Page text:
With headlines lamenting the increasingly high cost of college tuition, weddings, and gasoline, a blithely expanding family is just another sign that money is no object for wealthy, constantly expectant couples.

 

In an interview with National Public Radio, demographer Peter Francese calls having 3 or more kids “the ultimate luxury today,” and acknowledges that this trend is an “unprecedented jump completely counter to 100 years of history,” as it used to be the poor and uneducated who had big broods while the rich only had one or two very spoiled kids. The trend has changed now, with the number of high-income families having 3 or more children having shot up 30 percent in the last 10 years.

 

When I first observed this trend firsthand, as a teacher of Pre-K at an expensive private school, I assumed the collective swelling of gym trainer-flattened bellies was due to ticking biological clocks, love of family, and, naturally, secure finances. Not once did the phrase “competitive birthing” come to mind, and if someone had mentioned it, I would have dismissed it as cynicism.

Pointing data for regions:
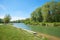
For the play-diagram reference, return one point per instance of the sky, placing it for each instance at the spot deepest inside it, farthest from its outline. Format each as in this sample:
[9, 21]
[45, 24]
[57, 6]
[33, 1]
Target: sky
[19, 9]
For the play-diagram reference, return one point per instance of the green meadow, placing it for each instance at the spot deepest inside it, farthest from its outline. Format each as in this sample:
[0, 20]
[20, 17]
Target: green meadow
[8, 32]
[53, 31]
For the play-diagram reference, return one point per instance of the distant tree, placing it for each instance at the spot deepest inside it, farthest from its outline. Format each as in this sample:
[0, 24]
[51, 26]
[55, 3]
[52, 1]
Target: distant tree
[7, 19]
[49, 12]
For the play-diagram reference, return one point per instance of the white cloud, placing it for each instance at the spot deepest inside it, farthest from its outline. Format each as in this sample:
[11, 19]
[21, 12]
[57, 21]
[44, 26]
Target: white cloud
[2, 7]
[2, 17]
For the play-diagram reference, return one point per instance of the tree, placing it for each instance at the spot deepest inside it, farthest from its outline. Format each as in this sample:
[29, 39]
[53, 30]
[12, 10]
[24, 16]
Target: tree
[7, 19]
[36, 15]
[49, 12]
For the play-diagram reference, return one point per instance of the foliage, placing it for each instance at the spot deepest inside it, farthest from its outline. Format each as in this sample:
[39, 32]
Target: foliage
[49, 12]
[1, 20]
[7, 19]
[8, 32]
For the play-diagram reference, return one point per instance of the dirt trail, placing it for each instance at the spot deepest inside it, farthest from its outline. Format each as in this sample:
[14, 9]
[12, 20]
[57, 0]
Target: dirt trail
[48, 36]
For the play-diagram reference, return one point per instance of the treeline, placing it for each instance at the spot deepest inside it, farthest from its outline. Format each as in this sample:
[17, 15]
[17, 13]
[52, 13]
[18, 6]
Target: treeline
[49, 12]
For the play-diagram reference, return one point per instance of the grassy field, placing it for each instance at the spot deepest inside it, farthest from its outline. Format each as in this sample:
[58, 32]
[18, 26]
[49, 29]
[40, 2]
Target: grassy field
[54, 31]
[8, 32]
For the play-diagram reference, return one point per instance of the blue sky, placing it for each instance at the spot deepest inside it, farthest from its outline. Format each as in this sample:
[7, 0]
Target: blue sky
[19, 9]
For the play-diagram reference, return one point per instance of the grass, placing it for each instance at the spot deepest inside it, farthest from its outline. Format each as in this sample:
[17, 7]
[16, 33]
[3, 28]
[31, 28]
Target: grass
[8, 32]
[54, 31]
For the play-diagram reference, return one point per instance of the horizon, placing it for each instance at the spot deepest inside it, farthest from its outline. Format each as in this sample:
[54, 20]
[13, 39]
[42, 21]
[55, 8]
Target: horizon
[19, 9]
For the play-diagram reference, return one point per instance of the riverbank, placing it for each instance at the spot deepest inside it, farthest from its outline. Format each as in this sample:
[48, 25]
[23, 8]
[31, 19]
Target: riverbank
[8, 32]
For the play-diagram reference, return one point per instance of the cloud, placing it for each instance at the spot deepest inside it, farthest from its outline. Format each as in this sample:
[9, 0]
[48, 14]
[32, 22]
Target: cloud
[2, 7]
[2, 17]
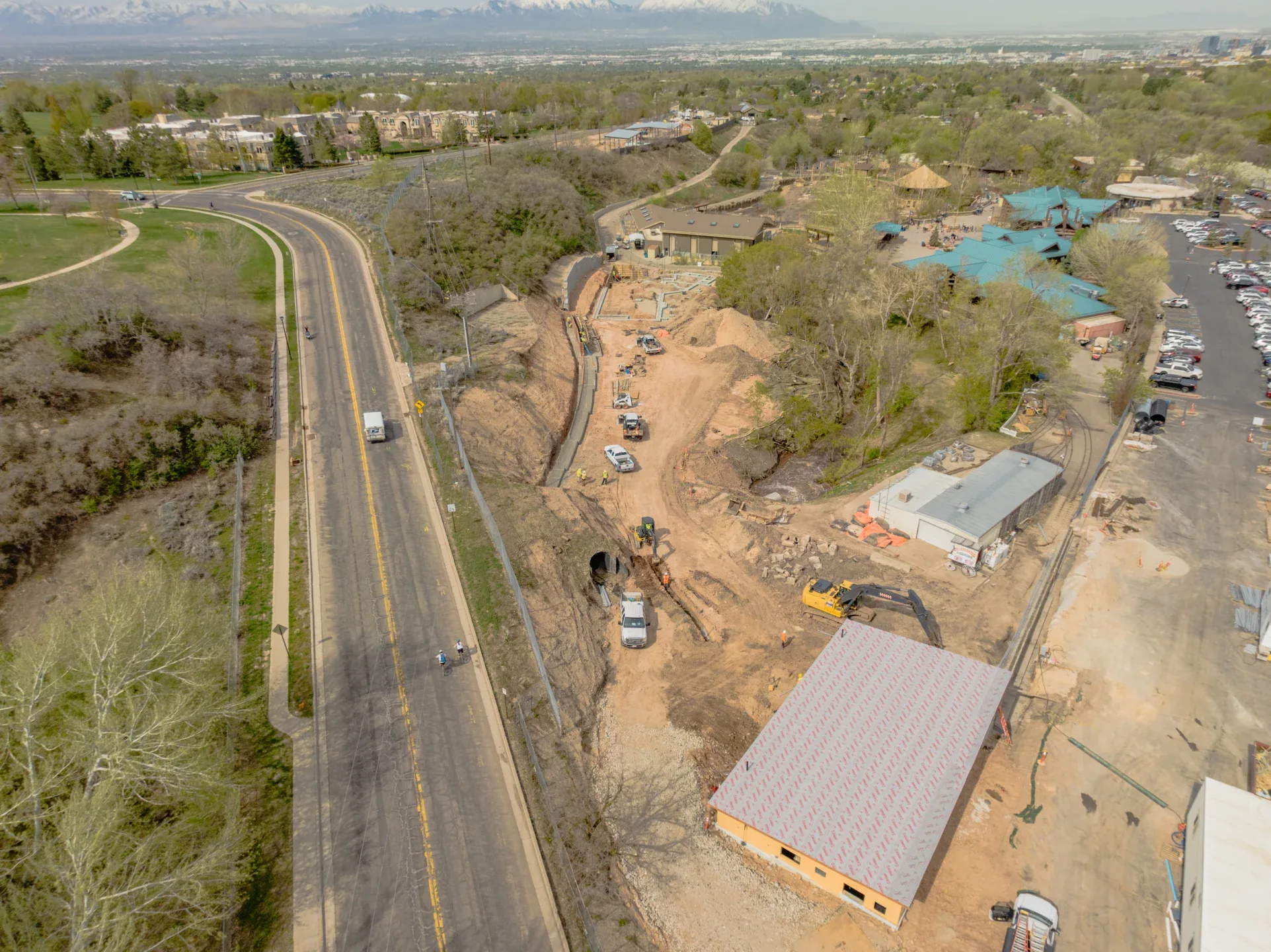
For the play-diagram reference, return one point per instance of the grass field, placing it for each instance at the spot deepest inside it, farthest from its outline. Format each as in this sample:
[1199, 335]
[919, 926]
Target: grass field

Activity list:
1. Condense the paragraph that opens "In an interview with National Public Radio" in the text on wealthy families having more children, keeping its main facts.
2. Carry the text on wealthy families having more children forward from its final sentence.
These records have no connection to the text.

Task-by-task outputs:
1. Speaking to National Public Radio, demographer Peter Francese calls having 3 or more kids "the ultimate luxury today" and an "unprecedented jump completely counter to 100 years of history." Large families were once typical of the poor and uneducated, while the rich had one or two children. Now the number of high-income families with 3 or more children has risen 30 percent in the last 10 years.

2.
 

I read recent blog headlines that I considered snarky and judgmental: “Are Babies the New Birkin Bag?” “Trophy Babies,” and “Status Kids for the Rich.”  Isn’t the power of parental love universal? Don’t the rich love their children as much as anyone else? And if they have the money to expand that love, why not use it? I shook my head at the catty remarks implying that grown women were succumbing to the same peer pressure that had plagued them in high school.

 

Until I heard it straight out of the breeding mare’s mouth.  

 

The NPR report interviewed moms who practice competitive birthing for their take on the trend. Not once did a mother mention her love of children or family as motivation for multiplying. Here are some examples taken from the story (“In Some Circles, Four Kids Is the New Standard,” by Tovia Smith, August 5, 2007).

 

One mother of four revealed that after having 2 children she decided she was through having kids, but then moved to upscale Darien, CT, and envied larger families. She said that seeing “a baby on one hip and a toddler,” left her “feeling short,” so she had a third, overcome by what she called “baby lust.”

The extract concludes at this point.